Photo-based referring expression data
■ ■ ■
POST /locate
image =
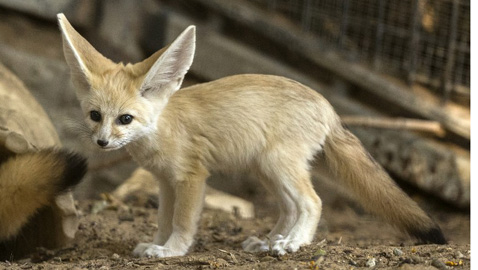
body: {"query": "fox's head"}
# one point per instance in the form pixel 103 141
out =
pixel 123 102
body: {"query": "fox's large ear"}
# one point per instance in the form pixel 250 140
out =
pixel 84 61
pixel 167 73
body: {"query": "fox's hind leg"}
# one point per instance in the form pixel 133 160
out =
pixel 287 219
pixel 290 175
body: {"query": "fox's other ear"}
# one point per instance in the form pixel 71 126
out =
pixel 83 60
pixel 167 73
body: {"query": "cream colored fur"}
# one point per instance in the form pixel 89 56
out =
pixel 270 127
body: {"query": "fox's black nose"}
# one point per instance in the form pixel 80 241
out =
pixel 102 143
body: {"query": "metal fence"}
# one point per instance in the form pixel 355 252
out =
pixel 420 41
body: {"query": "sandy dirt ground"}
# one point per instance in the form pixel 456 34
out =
pixel 346 238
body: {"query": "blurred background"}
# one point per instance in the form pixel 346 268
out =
pixel 374 60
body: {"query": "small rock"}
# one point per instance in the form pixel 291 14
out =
pixel 459 255
pixel 397 252
pixel 267 259
pixel 115 256
pixel 352 262
pixel 416 259
pixel 439 264
pixel 371 263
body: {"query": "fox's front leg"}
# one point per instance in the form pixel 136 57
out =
pixel 188 200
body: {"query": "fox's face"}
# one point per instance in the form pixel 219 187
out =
pixel 115 112
pixel 122 103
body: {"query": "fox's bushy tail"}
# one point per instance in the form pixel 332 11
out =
pixel 378 193
pixel 32 180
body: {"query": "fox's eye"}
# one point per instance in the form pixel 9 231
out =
pixel 125 119
pixel 95 116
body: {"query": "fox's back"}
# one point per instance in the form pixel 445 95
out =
pixel 237 118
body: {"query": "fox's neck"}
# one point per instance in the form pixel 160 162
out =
pixel 149 148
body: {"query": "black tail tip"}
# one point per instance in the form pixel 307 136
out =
pixel 430 236
pixel 75 167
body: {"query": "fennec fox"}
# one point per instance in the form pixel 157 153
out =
pixel 30 181
pixel 271 127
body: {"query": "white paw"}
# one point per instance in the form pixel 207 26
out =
pixel 151 250
pixel 254 244
pixel 281 245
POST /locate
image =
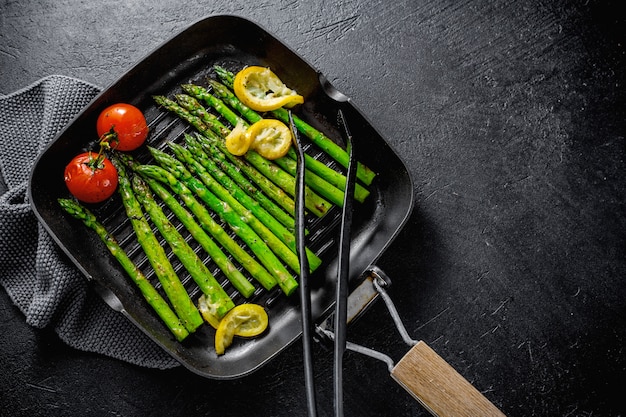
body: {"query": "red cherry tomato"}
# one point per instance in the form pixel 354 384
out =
pixel 90 177
pixel 125 124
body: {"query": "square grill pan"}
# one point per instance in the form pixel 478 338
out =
pixel 231 42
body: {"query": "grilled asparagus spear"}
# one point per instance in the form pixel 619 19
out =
pixel 364 174
pixel 152 296
pixel 287 283
pixel 328 174
pixel 225 172
pixel 264 224
pixel 208 224
pixel 173 287
pixel 314 203
pixel 229 269
pixel 218 301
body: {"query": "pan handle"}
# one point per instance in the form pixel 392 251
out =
pixel 425 375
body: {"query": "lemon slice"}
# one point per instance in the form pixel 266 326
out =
pixel 244 320
pixel 238 141
pixel 261 90
pixel 209 312
pixel 271 138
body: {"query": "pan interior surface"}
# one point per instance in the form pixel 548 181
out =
pixel 189 57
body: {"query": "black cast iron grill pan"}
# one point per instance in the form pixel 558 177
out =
pixel 188 57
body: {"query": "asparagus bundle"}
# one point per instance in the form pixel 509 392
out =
pixel 218 301
pixel 227 206
pixel 328 174
pixel 314 181
pixel 206 221
pixel 227 173
pixel 151 295
pixel 230 193
pixel 287 283
pixel 315 184
pixel 314 203
pixel 229 269
pixel 173 287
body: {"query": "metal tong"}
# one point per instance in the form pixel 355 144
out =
pixel 343 270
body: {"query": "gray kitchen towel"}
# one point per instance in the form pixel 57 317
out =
pixel 35 273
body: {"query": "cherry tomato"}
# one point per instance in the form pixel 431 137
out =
pixel 123 126
pixel 90 177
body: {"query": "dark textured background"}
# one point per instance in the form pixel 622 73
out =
pixel 510 116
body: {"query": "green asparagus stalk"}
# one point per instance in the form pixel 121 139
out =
pixel 287 283
pixel 216 148
pixel 206 221
pixel 269 228
pixel 218 301
pixel 151 295
pixel 314 203
pixel 328 174
pixel 207 185
pixel 173 287
pixel 283 179
pixel 315 182
pixel 225 158
pixel 335 151
pixel 225 172
pixel 236 278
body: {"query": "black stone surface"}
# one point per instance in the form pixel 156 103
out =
pixel 510 116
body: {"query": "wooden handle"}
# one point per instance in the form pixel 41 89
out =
pixel 439 387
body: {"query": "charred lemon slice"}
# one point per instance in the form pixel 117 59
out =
pixel 271 138
pixel 261 90
pixel 238 140
pixel 209 312
pixel 244 320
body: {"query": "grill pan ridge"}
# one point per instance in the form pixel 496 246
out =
pixel 232 42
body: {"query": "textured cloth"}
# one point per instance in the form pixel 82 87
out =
pixel 38 277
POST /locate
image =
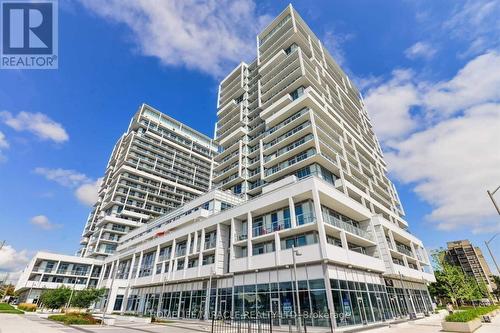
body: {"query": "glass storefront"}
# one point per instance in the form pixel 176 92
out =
pixel 355 303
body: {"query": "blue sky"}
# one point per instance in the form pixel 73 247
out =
pixel 429 72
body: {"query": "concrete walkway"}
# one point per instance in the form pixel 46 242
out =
pixel 11 323
pixel 33 323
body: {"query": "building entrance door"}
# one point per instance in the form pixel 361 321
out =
pixel 275 311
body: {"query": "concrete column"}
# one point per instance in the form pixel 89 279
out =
pixel 293 219
pixel 171 260
pixel 218 242
pixel 393 242
pixel 195 243
pixel 139 265
pixel 132 262
pixel 320 223
pixel 249 238
pixel 343 239
pixel 157 256
pixel 329 297
pixel 233 236
pixel 277 248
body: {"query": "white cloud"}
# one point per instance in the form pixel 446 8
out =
pixel 389 105
pixel 3 141
pixel 391 102
pixel 443 139
pixel 37 123
pixel 88 193
pixel 477 82
pixel 420 50
pixel 12 262
pixel 210 36
pixel 64 177
pixel 85 187
pixel 475 22
pixel 3 145
pixel 334 42
pixel 452 165
pixel 43 222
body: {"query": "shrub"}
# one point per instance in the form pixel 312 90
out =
pixel 7 308
pixel 75 319
pixel 85 298
pixel 55 298
pixel 28 307
pixel 468 315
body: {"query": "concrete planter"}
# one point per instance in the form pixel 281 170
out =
pixel 109 321
pixel 144 320
pixel 467 327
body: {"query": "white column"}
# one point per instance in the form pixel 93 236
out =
pixel 249 238
pixel 293 219
pixel 157 256
pixel 320 223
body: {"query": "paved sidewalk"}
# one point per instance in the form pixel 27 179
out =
pixel 10 323
pixel 33 323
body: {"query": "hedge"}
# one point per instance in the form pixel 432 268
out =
pixel 28 307
pixel 468 315
pixel 75 319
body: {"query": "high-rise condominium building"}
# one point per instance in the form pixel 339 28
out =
pixel 300 179
pixel 293 111
pixel 470 258
pixel 158 165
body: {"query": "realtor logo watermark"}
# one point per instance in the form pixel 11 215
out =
pixel 29 34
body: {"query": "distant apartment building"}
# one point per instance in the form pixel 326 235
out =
pixel 470 258
pixel 49 271
pixel 158 165
pixel 300 179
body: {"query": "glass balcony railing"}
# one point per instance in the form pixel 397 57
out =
pixel 402 249
pixel 275 226
pixel 302 219
pixel 180 252
pixel 209 244
pixel 332 220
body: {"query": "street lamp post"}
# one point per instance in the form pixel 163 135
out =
pixel 491 194
pixel 160 301
pixel 72 292
pixel 296 253
pixel 113 273
pixel 487 243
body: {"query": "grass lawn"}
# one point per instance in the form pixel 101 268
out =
pixel 7 308
pixel 75 319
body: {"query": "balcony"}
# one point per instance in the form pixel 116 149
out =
pixel 275 226
pixel 209 244
pixel 180 252
pixel 303 219
pixel 402 249
pixel 332 220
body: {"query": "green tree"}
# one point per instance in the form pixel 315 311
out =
pixel 6 290
pixel 85 298
pixel 451 281
pixel 55 298
pixel 496 291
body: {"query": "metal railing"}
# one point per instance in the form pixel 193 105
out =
pixel 346 226
pixel 275 226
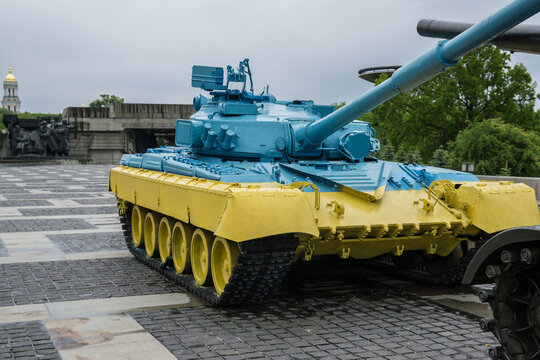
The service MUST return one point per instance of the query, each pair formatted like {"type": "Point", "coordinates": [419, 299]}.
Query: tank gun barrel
{"type": "Point", "coordinates": [523, 38]}
{"type": "Point", "coordinates": [428, 65]}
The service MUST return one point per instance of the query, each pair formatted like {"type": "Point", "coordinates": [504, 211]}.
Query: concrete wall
{"type": "Point", "coordinates": [104, 134]}
{"type": "Point", "coordinates": [532, 182]}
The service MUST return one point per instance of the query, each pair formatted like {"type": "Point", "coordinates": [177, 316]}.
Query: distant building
{"type": "Point", "coordinates": [11, 101]}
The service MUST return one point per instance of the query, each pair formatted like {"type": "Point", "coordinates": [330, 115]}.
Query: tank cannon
{"type": "Point", "coordinates": [521, 38]}
{"type": "Point", "coordinates": [255, 183]}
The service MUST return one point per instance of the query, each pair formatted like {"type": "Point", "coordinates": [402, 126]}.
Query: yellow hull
{"type": "Point", "coordinates": [342, 223]}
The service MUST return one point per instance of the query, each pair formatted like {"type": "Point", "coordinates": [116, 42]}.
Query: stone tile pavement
{"type": "Point", "coordinates": [69, 289]}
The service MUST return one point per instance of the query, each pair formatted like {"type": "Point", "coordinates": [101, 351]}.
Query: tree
{"type": "Point", "coordinates": [389, 154]}
{"type": "Point", "coordinates": [440, 158]}
{"type": "Point", "coordinates": [496, 148]}
{"type": "Point", "coordinates": [106, 100]}
{"type": "Point", "coordinates": [482, 86]}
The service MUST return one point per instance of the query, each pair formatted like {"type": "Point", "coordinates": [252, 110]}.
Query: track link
{"type": "Point", "coordinates": [260, 269]}
{"type": "Point", "coordinates": [453, 274]}
{"type": "Point", "coordinates": [515, 302]}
■ ■ ■
Your task:
Every line of the data that includes the word "column" should be copied.

Problem solution:
body: {"query": "concrete column"}
body: {"query": "white column"}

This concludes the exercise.